Information supplied
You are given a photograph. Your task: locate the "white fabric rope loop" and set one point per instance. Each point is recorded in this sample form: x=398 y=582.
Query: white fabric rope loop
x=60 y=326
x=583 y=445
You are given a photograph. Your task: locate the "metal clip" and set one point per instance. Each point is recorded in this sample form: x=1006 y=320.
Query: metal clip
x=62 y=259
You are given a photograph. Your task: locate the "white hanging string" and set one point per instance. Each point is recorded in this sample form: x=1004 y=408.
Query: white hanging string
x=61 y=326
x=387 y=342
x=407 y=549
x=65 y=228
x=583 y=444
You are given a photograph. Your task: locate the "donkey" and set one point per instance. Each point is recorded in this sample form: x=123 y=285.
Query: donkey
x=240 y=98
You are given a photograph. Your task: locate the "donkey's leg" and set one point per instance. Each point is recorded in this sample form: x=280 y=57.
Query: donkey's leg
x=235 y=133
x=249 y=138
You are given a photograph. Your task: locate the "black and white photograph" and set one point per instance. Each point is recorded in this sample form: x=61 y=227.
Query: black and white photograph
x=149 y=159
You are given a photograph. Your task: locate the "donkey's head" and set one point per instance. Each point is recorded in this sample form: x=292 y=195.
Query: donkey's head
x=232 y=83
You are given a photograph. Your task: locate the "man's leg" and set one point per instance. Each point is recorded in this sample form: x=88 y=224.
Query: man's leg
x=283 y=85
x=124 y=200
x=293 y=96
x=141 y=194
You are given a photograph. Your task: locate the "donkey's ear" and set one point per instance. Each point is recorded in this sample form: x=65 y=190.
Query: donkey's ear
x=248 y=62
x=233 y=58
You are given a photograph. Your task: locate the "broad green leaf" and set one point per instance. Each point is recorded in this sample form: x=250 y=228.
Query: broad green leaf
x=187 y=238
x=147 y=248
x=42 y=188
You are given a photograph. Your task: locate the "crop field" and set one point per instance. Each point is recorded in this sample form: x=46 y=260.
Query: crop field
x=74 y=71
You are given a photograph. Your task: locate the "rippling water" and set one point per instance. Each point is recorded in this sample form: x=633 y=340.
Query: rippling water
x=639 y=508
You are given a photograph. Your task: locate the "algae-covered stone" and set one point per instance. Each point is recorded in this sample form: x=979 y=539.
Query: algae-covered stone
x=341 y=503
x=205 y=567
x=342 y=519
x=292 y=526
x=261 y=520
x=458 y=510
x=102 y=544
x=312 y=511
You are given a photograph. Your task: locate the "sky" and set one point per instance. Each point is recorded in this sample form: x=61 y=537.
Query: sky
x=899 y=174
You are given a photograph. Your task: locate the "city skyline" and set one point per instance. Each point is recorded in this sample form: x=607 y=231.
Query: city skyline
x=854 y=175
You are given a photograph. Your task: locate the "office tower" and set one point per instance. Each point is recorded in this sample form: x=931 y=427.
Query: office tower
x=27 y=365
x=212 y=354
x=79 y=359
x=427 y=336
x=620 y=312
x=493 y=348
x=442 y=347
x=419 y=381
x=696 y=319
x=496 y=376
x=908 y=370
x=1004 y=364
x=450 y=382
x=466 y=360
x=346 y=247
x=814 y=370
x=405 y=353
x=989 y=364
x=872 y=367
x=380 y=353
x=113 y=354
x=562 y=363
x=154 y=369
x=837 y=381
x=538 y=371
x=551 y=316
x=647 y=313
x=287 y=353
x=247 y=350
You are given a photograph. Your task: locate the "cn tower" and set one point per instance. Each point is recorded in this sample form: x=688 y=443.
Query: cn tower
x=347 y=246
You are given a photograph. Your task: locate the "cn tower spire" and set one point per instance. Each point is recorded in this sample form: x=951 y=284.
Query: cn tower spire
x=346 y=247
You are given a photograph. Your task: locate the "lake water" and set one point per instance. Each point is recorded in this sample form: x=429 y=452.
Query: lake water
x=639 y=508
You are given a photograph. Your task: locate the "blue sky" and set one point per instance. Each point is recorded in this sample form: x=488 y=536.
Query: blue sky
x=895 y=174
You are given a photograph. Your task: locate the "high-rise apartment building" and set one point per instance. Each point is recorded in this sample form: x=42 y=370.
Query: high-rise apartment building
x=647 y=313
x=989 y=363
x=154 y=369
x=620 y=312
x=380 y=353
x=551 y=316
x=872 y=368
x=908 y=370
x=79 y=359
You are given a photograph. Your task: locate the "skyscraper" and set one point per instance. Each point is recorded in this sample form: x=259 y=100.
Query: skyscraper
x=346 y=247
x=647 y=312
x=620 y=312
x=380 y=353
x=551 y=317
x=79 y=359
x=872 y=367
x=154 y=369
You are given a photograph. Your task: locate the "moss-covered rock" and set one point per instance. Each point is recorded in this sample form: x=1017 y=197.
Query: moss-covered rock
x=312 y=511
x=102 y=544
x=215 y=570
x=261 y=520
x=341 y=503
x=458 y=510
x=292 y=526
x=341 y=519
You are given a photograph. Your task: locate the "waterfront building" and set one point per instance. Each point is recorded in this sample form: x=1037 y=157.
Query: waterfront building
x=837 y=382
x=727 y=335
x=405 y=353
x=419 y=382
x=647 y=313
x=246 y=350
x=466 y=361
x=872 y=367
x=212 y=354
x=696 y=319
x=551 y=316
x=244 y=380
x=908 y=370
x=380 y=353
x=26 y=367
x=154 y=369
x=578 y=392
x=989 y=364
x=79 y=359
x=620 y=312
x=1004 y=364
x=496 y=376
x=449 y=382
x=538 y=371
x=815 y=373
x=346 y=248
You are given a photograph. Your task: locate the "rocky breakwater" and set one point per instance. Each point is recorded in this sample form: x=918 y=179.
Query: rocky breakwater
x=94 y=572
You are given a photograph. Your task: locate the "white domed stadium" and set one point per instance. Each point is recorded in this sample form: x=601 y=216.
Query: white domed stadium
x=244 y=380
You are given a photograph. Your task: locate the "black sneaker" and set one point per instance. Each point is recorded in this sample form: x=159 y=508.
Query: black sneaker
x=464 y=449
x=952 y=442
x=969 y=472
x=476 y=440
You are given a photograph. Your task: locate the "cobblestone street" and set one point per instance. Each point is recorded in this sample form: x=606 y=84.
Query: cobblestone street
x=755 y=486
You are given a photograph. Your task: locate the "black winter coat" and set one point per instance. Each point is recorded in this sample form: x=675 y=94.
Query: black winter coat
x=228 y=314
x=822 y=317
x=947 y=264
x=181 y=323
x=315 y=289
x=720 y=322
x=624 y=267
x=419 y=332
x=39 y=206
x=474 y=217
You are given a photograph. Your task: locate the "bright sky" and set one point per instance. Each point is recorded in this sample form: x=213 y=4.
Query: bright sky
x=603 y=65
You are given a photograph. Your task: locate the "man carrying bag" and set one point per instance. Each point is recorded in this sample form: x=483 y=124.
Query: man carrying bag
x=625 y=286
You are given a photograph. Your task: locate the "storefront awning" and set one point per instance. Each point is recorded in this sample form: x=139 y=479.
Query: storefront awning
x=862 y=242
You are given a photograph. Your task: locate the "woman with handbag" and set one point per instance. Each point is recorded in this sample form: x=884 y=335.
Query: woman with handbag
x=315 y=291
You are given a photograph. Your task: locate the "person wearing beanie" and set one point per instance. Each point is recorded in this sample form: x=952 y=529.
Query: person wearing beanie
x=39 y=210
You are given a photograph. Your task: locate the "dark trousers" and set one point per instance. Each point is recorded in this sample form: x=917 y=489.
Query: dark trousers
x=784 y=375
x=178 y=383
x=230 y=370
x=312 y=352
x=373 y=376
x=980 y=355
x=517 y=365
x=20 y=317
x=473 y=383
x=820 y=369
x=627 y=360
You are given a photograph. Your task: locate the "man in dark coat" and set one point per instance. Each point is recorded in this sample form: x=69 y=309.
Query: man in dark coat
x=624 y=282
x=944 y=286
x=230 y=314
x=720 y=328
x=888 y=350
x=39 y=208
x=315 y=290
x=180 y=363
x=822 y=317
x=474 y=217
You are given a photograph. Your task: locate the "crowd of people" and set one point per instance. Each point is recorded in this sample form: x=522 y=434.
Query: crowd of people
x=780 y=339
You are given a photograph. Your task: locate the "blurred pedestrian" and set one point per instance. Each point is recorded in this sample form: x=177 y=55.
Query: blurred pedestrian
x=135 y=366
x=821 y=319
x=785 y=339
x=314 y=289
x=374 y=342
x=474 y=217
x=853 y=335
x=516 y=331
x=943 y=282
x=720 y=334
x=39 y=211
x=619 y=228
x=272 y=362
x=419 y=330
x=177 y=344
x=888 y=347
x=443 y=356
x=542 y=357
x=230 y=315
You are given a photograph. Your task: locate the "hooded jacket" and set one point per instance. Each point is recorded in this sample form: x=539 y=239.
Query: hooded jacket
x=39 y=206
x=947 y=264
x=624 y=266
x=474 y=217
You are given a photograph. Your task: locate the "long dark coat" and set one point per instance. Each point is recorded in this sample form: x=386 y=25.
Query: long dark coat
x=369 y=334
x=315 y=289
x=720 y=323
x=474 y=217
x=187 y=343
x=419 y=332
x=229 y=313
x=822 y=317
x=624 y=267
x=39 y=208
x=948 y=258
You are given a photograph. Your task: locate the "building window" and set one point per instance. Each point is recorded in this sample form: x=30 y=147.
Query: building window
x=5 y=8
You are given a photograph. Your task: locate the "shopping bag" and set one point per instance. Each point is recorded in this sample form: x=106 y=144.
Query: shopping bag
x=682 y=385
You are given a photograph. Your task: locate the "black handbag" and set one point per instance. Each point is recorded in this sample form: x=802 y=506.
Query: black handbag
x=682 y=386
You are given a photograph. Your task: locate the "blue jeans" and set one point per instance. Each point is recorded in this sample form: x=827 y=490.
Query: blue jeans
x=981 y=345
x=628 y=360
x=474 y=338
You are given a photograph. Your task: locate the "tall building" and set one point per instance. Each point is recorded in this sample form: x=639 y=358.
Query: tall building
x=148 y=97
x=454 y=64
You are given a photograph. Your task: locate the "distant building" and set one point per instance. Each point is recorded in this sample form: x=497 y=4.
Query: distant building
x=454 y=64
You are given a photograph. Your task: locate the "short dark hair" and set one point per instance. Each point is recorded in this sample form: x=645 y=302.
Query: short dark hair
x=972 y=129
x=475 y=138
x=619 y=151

What you need to do
From the entries above, extract only the lines running from the one containing "Query: cn tower spire" through the one containing "form: x=1037 y=157.", inclusive.

Written response
Query: cn tower spire
x=346 y=247
You are given a photograph. Your task: locate the "lake water" and set one point per instance. Each point is recorded in this sample form: x=429 y=452.
Query: lake water
x=639 y=508
You are given a photograph. Your task: locate the "blue sky" and set one point per instance. Each point is recorded in this sample form: x=488 y=536.
Query: blue sky
x=895 y=174
You are given a photograph. Your task: locate the "high-rise apartment building" and set one point per instance. Each point is recorded in this sample form: x=42 y=370.
Query: high-rise apartment building
x=647 y=313
x=989 y=363
x=154 y=369
x=620 y=312
x=380 y=353
x=551 y=316
x=872 y=368
x=908 y=370
x=79 y=359
You are given a photograph. Your task: locate the "skyscraper" and set one point per instance. Each point is recorded in this sample form: x=259 y=100.
Query: skyscraper
x=346 y=247
x=647 y=312
x=620 y=312
x=380 y=353
x=551 y=317
x=79 y=359
x=872 y=367
x=154 y=369
You are given a photograph. Your task: locate the "moss-covered rock" and set one point per instance. Each point is recorded in this sample form: x=1017 y=197.
Query: moss-covered rock
x=312 y=511
x=102 y=544
x=215 y=570
x=261 y=520
x=341 y=503
x=458 y=510
x=292 y=526
x=341 y=519
You are given a photograph. Your task: locate the "waterfront building" and set one point per instance. Each point is recorded in this sample form: x=1037 y=157.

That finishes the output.